Pick out each line in the entries below that contains the string "tree", matching case exactly.

# Data supplied start

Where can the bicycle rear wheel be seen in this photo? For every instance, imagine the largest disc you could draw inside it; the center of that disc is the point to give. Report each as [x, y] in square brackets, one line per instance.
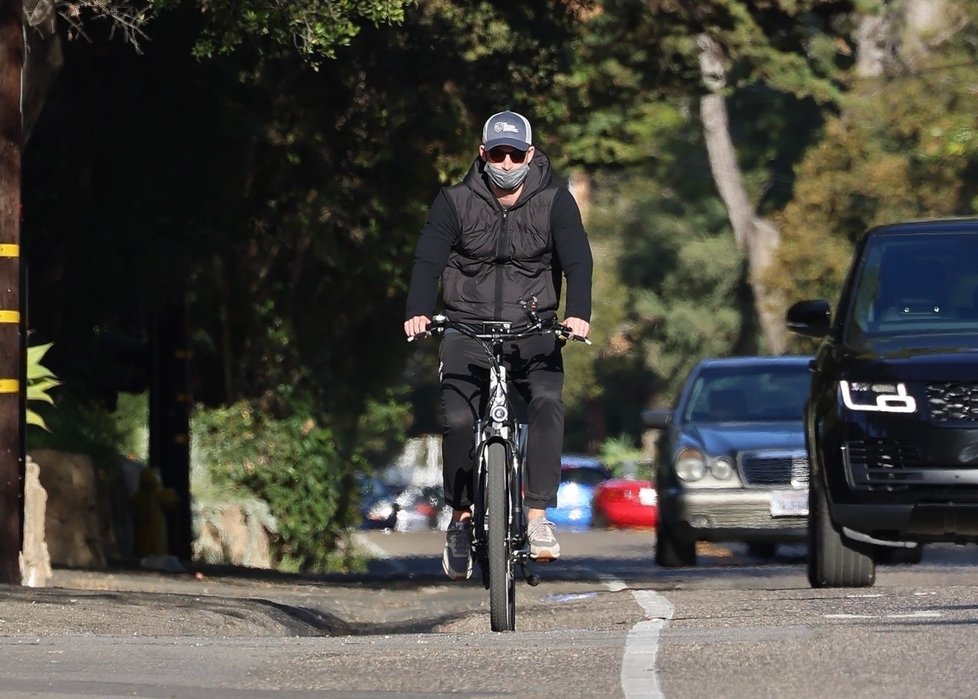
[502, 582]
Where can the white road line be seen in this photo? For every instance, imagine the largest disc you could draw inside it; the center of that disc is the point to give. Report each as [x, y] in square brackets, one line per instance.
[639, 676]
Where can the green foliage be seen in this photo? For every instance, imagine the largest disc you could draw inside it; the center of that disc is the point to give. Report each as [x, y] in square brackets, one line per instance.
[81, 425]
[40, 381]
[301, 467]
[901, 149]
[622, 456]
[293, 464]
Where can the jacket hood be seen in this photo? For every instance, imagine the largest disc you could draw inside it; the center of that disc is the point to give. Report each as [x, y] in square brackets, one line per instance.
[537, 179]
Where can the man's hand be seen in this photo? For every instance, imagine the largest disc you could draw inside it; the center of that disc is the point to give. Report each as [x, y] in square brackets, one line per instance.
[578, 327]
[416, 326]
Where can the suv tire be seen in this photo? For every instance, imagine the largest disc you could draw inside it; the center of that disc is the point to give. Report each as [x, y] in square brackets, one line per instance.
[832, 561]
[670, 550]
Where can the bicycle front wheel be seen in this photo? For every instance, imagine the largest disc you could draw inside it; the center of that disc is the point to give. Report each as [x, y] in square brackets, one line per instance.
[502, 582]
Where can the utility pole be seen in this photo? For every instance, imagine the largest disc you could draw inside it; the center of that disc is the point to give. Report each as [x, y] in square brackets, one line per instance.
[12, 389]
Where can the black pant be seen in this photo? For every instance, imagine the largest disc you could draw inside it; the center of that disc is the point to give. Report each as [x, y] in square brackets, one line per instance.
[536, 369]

# Data supplied end
# Data supplied start

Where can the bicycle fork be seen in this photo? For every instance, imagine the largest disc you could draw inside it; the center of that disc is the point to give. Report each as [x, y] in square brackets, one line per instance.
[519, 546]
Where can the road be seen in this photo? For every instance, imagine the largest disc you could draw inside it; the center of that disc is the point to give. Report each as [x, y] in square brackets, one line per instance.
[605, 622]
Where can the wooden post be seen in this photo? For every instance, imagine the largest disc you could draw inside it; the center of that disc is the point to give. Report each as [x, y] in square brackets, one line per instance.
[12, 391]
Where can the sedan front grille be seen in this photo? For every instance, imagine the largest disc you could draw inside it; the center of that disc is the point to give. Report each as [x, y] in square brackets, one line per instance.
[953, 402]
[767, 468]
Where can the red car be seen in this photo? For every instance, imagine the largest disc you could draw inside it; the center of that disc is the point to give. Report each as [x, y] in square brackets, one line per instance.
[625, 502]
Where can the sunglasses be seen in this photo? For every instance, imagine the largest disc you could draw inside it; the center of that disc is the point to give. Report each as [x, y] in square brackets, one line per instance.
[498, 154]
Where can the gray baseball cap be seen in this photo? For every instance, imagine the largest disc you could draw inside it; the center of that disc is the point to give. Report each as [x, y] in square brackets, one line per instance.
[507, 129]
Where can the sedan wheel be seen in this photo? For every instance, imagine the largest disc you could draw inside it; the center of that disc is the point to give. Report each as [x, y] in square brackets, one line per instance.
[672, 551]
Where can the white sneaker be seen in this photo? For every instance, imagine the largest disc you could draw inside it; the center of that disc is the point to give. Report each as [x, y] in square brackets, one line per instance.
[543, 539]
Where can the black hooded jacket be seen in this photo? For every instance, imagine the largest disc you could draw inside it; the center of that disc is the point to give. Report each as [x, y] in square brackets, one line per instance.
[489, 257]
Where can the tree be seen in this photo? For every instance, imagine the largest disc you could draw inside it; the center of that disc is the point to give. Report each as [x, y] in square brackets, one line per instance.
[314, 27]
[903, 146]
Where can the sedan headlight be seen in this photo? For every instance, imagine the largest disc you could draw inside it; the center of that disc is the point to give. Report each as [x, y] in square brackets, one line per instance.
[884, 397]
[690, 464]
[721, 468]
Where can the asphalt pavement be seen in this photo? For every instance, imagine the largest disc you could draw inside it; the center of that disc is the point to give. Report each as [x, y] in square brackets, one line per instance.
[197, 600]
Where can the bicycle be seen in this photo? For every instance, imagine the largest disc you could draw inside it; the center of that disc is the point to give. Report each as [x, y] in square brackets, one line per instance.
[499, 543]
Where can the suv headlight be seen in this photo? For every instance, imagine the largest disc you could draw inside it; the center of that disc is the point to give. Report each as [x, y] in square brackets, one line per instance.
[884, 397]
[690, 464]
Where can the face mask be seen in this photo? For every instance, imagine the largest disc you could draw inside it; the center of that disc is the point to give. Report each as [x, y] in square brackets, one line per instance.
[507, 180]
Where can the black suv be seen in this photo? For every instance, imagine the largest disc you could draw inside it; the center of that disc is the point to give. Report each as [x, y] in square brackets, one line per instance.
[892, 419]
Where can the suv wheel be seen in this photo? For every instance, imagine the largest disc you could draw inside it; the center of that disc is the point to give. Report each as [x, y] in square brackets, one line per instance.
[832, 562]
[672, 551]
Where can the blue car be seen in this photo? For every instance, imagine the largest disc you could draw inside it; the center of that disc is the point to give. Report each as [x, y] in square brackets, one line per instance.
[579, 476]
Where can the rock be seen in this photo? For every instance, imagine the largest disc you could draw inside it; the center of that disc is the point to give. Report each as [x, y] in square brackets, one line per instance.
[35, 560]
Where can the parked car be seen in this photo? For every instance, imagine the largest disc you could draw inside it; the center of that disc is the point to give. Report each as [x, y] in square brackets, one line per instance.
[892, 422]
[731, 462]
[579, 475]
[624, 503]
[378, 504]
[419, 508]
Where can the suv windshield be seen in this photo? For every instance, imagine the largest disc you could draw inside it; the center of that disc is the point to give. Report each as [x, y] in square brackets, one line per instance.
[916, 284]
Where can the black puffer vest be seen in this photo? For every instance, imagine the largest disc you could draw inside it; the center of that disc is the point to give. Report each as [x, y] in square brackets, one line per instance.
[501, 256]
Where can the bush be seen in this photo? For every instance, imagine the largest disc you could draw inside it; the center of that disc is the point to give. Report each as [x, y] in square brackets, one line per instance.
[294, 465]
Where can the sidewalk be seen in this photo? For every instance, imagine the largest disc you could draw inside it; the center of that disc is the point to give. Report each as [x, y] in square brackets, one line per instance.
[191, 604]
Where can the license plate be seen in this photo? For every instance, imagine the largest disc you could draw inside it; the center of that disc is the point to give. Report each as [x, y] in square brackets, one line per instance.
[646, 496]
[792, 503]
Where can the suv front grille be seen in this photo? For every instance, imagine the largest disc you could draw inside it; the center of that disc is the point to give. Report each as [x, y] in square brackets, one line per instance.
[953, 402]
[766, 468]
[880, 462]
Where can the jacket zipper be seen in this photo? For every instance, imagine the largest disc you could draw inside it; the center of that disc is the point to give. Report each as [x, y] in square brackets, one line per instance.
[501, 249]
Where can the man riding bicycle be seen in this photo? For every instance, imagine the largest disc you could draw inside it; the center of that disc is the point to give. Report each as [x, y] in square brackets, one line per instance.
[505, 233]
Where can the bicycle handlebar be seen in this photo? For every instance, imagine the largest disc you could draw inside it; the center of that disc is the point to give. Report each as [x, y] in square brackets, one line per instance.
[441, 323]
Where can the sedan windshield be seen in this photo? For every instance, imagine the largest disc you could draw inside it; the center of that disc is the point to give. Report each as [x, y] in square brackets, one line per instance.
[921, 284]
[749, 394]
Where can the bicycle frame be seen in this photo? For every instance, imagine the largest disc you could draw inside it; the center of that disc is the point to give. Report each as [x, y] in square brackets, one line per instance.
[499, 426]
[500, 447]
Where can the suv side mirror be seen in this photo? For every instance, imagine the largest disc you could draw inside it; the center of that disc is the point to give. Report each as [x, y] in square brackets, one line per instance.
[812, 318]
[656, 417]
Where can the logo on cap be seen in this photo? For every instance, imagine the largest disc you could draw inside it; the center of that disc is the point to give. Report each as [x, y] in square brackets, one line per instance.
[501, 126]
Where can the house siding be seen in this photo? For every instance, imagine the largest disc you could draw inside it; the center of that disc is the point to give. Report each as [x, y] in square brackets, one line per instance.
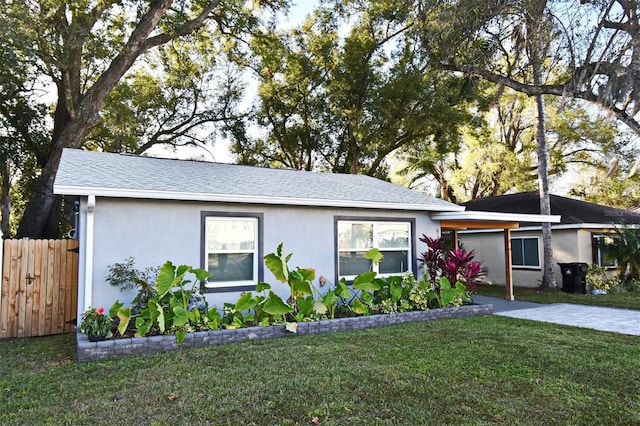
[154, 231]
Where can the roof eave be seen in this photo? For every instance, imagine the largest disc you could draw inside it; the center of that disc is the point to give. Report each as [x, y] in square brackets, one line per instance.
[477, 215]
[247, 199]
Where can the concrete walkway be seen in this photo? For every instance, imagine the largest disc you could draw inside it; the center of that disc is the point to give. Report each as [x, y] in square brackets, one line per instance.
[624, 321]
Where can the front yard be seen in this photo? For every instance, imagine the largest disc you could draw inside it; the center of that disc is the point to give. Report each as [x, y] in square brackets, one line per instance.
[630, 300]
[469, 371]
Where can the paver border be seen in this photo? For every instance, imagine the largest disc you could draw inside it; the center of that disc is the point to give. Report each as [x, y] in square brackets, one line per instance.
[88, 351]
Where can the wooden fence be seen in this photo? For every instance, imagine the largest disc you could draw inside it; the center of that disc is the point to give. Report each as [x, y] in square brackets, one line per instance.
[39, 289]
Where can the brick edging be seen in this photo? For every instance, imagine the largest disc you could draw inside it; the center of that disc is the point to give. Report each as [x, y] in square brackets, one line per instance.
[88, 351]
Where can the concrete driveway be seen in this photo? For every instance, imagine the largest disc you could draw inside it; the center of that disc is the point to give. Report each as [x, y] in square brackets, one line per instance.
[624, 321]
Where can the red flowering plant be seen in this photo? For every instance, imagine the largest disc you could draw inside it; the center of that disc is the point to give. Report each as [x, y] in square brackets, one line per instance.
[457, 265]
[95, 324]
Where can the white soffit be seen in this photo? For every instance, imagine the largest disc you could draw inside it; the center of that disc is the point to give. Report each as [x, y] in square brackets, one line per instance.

# Data supplied end

Task result >>
Where can the tree be seen in this photo? For every instance, imagine the largest disc you could draw inside it; the center of that disc is the point to give. Report each as [x, y] in square brackets, one line per instance.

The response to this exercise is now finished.